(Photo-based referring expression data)
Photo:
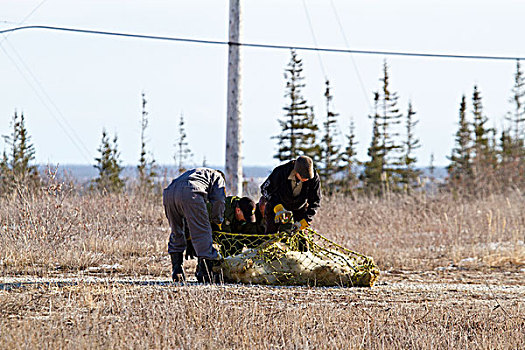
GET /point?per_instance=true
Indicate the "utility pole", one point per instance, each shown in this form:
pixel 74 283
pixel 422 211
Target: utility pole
pixel 233 125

[WORK REQUIRED]: Each line above should be output exactly, apart from the pictures.

[WRITTEN RESPONSE]:
Photo:
GET /point?per_instance=true
Indicate the "utility pole", one point per instance, each shown in this form:
pixel 74 283
pixel 422 211
Target: utility pole
pixel 233 125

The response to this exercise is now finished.